Problem to work on:
Please rewrite every one of the records below as a numbered list, leaving out any blank lines.

Stored data:
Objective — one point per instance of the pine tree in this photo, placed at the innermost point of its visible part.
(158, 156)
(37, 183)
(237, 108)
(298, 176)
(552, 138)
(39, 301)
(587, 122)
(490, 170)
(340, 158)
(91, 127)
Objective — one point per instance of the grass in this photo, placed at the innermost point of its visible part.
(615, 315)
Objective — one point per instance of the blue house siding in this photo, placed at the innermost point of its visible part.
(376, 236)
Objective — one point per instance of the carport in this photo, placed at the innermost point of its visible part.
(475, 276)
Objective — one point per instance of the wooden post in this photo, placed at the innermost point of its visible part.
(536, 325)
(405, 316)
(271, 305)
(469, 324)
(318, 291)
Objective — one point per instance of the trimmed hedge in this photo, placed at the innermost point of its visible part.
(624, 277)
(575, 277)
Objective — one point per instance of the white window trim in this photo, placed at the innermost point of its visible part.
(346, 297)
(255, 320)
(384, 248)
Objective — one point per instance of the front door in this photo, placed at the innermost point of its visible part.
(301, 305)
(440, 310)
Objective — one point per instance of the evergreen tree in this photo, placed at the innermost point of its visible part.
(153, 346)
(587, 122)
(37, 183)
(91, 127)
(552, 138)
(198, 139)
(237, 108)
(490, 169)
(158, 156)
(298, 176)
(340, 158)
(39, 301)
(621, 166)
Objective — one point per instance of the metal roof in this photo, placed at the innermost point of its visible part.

Result below:
1. Objective — one point per instance of the pine tree in this photo, placed at the innermost point of its visible part.
2. (158, 156)
3. (37, 183)
4. (237, 108)
5. (298, 176)
6. (552, 138)
7. (39, 301)
8. (587, 122)
9. (490, 170)
10. (340, 158)
11. (91, 127)
12. Objective — one point per instance of the grass in this photo, placed at the innermost point of its visible part.
13. (615, 315)
14. Objective — one point per instance of the blue house siding in this photo, placed at the innermost point of its visible part.
15. (376, 236)
16. Objective — one point per instance of the carport in this photo, placed at the innermost point of its visible part.
17. (475, 276)
18. Objective — one point per instance of the wooden post in this photo, placed at the innermost point of its visible part.
19. (536, 325)
20. (405, 316)
21. (271, 305)
22. (469, 324)
23. (318, 291)
24. Objective — one point per instance of the trimmed hedge in this photo, placed at the innermost point of its visible part.
25. (624, 277)
26. (575, 277)
27. Objective — one point per instance of the white window trim in this photo, placed at the innermost point of its visible part.
28. (346, 297)
29. (255, 320)
30. (384, 248)
31. Objective — one point per instance of the front door in this photo, placed at the innermost point of its visible part.
32. (301, 305)
33. (440, 310)
34. Objective — one point per instance of the evergreen tree in this photo, placed at the innermost point of its visible part.
35. (153, 346)
36. (587, 122)
37. (37, 183)
38. (91, 127)
39. (552, 138)
40. (198, 139)
41. (237, 108)
42. (490, 169)
43. (158, 156)
44. (298, 176)
45. (340, 158)
46. (39, 301)
47. (621, 166)
48. Objective — one point per instance of the metal roof in this photo, placed at the innermost point of its visible part.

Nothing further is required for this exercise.